→ STATED EXERCISE A
Collect every line in the rows that contains the string "colonnade".

→ SELECTED EXCERPT
--- Start ---

Expected output: Pre-trends check

Relative TimePre-Treatment ATTSignificant?
e = -3~0.02No
e = -2~-0.01No
=== Pre-Trends Check ===
  e = -3: ATT = ~0.02
  e = -2: ATT = ~-0.01

Pre-treatment estimates should be close to zero.

All pre-treatment estimates are statistically indistinguishable from zero, supporting the parallel trends assumption. This pattern is expected because treatment is not anticipated in the DGP.


Step 8: Exercises

Try these on your own:

  1. Constant treatment effects. Modify the simulation so that tau = 0.5 for all cohorts and all post-periods (no dynamics). Show that TWFE recovers the correct estimate in this case.

  2. Not-yet-treated controls. Re-estimate the CS model using control_group = "notyettreated". Compare with the never-treated control group. When might this matter?

  3. Rambachan-Roth sensitivity. Install HonestDiD (R) and assess how sensitive your results are to possible violations of parallel trends.

  4. de Chaisemartin and D'Haultfoeuille. Estimate the treatment effect using their did_multiplegt estimator. Compare with CS and SA.

  5. Heterogeneity analysis. Modify the simulation so that early adopters have larger treatment effects than late adopters. How does this additional heterogeneity affect the TWFE bias?

--- End ---

→ DATA ENTRIES
--- Start ---

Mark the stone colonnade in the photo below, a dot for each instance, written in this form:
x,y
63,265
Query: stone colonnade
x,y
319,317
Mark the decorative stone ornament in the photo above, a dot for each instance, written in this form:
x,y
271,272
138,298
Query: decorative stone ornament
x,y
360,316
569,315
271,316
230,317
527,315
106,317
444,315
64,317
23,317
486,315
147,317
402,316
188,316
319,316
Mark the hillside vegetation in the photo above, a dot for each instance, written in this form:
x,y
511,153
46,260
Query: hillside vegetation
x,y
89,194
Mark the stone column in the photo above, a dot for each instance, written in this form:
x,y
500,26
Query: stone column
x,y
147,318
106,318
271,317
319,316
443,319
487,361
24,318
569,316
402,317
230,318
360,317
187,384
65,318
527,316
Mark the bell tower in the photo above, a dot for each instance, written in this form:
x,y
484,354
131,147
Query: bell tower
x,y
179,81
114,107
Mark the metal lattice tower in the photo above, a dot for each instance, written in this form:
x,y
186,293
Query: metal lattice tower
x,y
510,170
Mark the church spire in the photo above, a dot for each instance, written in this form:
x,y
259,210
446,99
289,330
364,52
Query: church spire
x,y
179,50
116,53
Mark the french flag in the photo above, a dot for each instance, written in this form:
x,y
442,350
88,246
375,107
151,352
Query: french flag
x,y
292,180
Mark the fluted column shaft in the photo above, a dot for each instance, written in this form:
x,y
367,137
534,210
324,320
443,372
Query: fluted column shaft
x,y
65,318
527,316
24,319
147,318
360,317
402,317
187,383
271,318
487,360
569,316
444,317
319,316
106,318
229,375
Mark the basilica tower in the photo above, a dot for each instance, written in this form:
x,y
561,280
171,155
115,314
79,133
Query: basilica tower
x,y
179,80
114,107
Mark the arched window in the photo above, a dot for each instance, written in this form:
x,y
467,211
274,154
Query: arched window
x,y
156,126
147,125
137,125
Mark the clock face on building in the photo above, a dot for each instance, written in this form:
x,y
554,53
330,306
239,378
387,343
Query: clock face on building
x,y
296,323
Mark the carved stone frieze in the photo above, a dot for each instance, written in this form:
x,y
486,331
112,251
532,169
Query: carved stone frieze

--- End ---

→ STATED EXERCISE B
Answer these questions from the tutorial excerpt:
(i) What approximate ATT does the pre-trends check report for e = -3?
(ii) What value of control_group does the not-yet-treated exercise use to re-estimate the CS model?
(iii) Which package does the Rambachan-Roth sensitivity exercise say to install?

→ RIGHT ANSWER A
Mark the stone colonnade in the photo below, a dot for each instance, written in this form:
Query: stone colonnade

→ RIGHT ANSWER B
(i) About 0.02 (~0.02).
(ii) "notyettreated"
(iii) HonestDiD (R).